**Exercise:**
Gather every line in the entries below that contains the word "truck", copying each line in full. Case counts.

-----

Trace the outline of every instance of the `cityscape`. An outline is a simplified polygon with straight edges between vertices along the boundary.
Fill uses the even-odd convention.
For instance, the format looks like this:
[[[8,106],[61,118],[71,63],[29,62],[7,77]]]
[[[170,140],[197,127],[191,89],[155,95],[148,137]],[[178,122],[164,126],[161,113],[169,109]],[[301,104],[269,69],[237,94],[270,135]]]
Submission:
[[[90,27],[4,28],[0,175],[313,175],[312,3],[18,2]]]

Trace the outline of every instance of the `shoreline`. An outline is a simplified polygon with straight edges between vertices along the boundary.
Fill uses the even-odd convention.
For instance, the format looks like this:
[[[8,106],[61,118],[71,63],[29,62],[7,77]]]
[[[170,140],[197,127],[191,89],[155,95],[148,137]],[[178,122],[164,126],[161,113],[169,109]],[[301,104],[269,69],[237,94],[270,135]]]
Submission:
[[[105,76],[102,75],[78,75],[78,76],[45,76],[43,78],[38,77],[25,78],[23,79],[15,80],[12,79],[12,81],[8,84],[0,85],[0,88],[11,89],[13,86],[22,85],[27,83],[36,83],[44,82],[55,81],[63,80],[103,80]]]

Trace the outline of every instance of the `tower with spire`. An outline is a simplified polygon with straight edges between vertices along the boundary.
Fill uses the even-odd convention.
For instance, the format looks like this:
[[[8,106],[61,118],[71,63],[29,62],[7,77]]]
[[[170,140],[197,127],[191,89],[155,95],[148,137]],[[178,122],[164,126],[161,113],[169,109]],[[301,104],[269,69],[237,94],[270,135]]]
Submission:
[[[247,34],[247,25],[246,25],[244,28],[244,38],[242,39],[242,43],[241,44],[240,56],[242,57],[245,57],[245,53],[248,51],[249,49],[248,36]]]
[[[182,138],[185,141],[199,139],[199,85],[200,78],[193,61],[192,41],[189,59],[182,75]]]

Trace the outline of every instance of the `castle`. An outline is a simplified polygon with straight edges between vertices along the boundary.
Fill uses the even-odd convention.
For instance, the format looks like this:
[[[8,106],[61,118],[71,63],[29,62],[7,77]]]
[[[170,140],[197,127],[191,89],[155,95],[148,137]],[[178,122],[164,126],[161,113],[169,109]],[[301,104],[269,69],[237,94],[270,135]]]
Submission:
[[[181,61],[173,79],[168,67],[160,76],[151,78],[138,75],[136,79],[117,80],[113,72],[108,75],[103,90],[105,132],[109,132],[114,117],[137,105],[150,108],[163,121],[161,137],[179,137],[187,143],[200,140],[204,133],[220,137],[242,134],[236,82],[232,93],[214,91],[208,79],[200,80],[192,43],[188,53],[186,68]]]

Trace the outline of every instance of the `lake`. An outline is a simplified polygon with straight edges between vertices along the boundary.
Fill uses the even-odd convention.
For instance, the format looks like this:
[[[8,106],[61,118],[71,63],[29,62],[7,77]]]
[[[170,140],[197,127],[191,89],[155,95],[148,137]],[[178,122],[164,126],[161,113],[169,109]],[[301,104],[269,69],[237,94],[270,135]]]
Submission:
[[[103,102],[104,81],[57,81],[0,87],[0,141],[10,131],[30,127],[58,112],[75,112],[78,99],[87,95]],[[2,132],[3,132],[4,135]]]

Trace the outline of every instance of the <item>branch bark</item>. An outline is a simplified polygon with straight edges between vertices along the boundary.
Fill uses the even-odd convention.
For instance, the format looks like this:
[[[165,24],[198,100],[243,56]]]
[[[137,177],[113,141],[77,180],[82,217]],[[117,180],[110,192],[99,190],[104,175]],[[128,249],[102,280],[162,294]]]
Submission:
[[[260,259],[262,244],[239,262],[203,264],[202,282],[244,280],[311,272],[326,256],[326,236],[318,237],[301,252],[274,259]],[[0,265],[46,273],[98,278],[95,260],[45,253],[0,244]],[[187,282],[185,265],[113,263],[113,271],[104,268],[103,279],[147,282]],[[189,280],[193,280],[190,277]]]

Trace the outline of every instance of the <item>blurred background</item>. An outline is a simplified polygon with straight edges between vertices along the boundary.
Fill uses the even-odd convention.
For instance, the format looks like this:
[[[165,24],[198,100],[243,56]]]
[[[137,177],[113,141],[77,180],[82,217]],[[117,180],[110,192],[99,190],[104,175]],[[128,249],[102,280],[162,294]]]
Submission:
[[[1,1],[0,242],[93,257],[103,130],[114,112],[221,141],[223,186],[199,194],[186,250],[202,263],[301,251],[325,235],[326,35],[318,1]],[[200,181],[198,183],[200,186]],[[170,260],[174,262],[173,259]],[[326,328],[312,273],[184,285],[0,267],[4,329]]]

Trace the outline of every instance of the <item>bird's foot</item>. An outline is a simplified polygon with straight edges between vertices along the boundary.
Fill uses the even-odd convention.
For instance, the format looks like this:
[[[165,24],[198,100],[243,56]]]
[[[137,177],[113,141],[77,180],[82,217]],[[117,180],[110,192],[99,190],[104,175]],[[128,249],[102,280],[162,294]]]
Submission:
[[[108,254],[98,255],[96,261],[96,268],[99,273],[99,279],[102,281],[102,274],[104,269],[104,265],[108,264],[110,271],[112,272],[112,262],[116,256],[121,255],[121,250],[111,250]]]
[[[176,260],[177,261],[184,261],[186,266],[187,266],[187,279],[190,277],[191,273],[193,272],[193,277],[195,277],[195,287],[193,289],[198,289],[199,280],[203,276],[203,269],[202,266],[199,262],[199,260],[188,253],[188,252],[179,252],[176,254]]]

-----

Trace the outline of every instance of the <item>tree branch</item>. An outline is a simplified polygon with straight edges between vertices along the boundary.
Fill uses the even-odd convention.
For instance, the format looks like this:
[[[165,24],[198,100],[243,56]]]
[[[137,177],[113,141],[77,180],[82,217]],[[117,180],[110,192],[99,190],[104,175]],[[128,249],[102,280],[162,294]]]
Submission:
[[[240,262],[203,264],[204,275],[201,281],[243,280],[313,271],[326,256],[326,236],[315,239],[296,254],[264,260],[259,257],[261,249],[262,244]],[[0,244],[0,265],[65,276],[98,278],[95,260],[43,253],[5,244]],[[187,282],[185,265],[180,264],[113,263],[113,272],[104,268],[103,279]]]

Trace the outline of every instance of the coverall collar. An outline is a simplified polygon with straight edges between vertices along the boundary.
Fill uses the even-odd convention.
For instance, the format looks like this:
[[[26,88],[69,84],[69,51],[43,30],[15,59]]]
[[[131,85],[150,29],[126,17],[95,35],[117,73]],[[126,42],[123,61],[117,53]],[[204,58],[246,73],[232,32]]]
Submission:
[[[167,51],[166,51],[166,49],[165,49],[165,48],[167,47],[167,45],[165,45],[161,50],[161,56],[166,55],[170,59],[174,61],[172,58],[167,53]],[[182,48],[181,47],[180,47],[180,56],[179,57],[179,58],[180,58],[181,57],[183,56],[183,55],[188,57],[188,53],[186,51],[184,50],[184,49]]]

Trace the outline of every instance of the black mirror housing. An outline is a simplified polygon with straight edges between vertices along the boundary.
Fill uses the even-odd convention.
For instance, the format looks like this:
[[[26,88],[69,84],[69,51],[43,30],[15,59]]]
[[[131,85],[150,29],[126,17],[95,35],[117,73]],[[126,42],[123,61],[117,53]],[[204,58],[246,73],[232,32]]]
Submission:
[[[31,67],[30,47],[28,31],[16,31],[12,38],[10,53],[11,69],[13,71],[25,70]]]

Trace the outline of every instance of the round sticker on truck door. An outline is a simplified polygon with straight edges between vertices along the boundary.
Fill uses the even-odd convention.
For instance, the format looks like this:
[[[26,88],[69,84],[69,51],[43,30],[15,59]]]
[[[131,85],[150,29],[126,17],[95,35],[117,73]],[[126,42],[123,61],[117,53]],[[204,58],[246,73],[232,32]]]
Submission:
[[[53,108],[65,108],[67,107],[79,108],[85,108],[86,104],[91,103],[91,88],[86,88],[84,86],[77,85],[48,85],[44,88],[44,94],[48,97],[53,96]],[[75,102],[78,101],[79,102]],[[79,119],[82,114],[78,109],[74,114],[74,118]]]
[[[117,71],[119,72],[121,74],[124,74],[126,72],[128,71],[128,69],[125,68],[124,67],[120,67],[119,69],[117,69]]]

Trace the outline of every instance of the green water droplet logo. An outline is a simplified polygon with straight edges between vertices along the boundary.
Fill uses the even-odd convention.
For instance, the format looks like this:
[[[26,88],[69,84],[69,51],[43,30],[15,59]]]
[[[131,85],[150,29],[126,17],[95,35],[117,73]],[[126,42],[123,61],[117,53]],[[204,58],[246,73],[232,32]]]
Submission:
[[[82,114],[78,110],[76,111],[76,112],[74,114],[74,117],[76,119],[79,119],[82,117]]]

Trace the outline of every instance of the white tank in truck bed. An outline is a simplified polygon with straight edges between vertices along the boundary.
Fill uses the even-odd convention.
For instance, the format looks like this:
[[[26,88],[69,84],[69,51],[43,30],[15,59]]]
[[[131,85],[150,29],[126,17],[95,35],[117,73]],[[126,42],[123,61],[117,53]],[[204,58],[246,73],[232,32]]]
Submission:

-----

**Answer to the exercise:**
Trace the outline of every instance of the round sticker on truck door. An outline is a simplified polygon with straight edges between vertices along the boundary.
Trace the outline of every instance of the white tank in truck bed. An outline is a simplified polygon with straight edges between vertices along the boundary.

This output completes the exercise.